**ТРЕБОВАНИЯ К ЗАДАНИЯМ**.
A. Ответьте на вопросы по статье о дискуссии о профсоюзах, которая приведена ниже:
(i) По каким двум линиям одновременно шло развитие дискуссии?
(ii) Как проводили заседания члены политических органов, когда отказались разговаривать друг с другом?
(iii) Какая фраза родилась из формулы, найденной Лениным?
B. Продолжите статью о дискуссии о профсоюзах, начав сразу после ее последнего предложения.

**СТАТЬЯ**.
Дискуссия о профсоюзах началась как самый обычный межведомственный конфликт. То ли по вопросу о кадрах, то ли по вопросу о полномочиях – сейчас сказать трудно. И историки, скорее всего, не скажут, поскольку такова обычная природа бюрократических конфликтов: там есть всегда какой-то формальный сюжет, к сути дела отношения не имеющий, и реальная подоплека, которую все знают, но о которой официально никто не говорит. Как бы то ни было, но стороны быстро мобилизовали в свою поддержку руководителей высокого ранга, а поскольку те были фигурами, входившими в политическое руководство государства, то и разрешение конфликта было вынесено на уровень принятия политических решений. И тогда обычный, рядовой межведомственный спор облекся в форму противостояния различных политических платформ. Когда эти политические платформы были вынесены на суд политического органа, большинство членов которого не понимало, что именно лежит в основе разногласий, то дискуссия приобрела уже совсем иной характер, никак не связанный с первоначальным конфликтом.

При этом развитие дискуссии шло одновременно по двум линиям. С одной стороны, по бюрократической, когда члены политического органа группировались по признаку бюрократических кланов, и по политической, когда часть из них отнеслась к проблеме как действительно политической и пыталась решить ее в таком именно качестве. Ну, плюс еще личные взаимоотношения, старые обиды и сведение счетов. Одним словом, сплелся такой клубок, в котором разобраться оказалось практически невозможно. Дело дошло до того, что члены политических органов отказывались разговаривать друг с другом и проводили раздельные заседания, между которыми бегали посредники.

Ленин не сразу принял участие в этой склоке: у него и других забот хватало, а когда вмешался, то, следует отдать ему должное, действовал решительно и умело. Он не стал подробно разбираться во всех нюансах возникновения конфликта. Его изложение событий, когда ему приходилось это делать, было предельно невнятным и отрывочным. Впрочем, те, кто в конфликте участвовал, хорошо понимали, что имеется в виду, а для прочих он специально подчеркивал эпизоды, важные с его точки зрения как человека, относящегося к ситуации с позиции лидера партии и государства.

Первым делом Ленин нашел достаточно широкую, а потому предельно абстрактную, но приемлемую по идеологическим соображениям, формулу, которую применил непосредственно к предмету конфликта, но не к содержанию самого конфликта. Тут годилось все что угодно, лишь бы звучало красиво: отсюда, именно отсюда и родилась загадочная фраза про профсоюзы как школу коммунизма. Далее, он заставил тех участников конфликта, которые в нем выражали бюрократические интересы, вокруг этой формулы «сплотиться». Те и сами были рады это сделать, поскольку не без изумления взирали на последствия своей собственной маленькой бюрократической склоки, справиться с которыми собственными силами были уже не в состоянии.

**ПРЕДОСТАВЛЕННЫЕ МАТЕРИАЛЫ**.

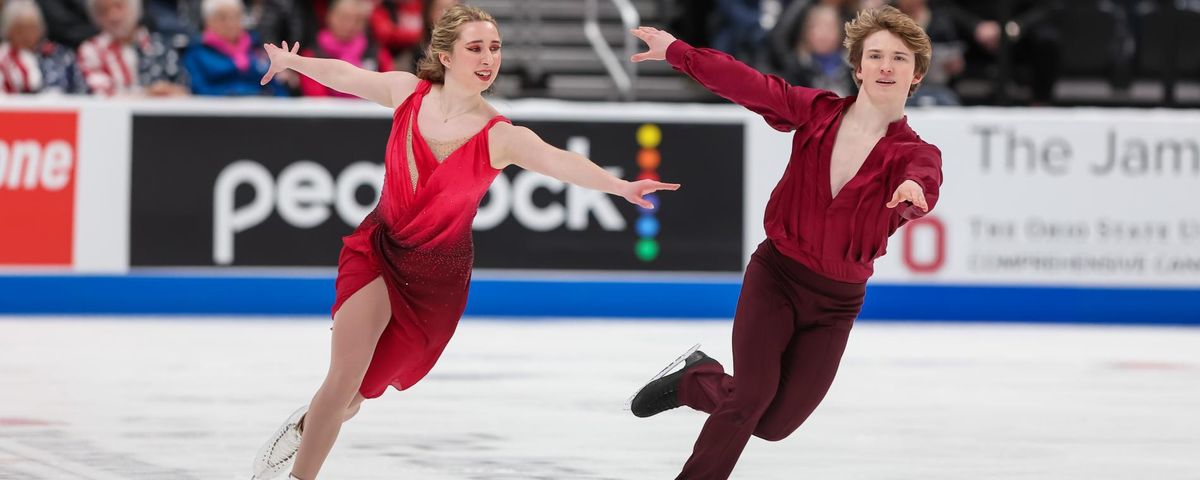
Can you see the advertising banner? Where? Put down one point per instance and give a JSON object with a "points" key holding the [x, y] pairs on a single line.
{"points": [[37, 187], [277, 191], [1057, 197]]}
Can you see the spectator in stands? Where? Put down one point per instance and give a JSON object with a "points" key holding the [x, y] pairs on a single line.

**ОТВЕТЫ К ЗАДАНИЯМ**.
A.
(i) По бюрократической и по политической.
(ii) Раздельно, а между заседаниями бегали посредники.
(iii) Фраза про профсоюзы как школу коммунизма.

B.
Получившееся таким образом большинство (с примкнувшими к нему лицами, в дискуссии участие не принимавшими) далее обрушилось на тех, кто искренне пытался разрешить так несвоевременно (с точки зрения всех прочих) поднятую политическую проблему. Эти последние были скопом зачислены в синдикалисты и осуждены как раскольники. По отношению к ним все происшедшее выглядело явно несправедливо, но что, спрашивается, было делать. Действительно, тут и Кронштадт, тут и переход к НЭПу.

Как бы то ни было, конфликт был разрешен. Тогда откуда же истерика и жесткие меры? А оттуда, что Ленин понял, что так теперь будет всегда. Что предотвратить перерастание рядовых бюрократических конфликтов в политические склоки в условиях, когда политическое руководство совпадает с верхушкой бюрократии, невозможно. Резолюция о единстве партии ставила определенную преграду для такого развития событий, ибо теперь каждый, кто пытался перевести бюрократический конфликт в политический, вынужден был считаться с угрозой жестких репрессий.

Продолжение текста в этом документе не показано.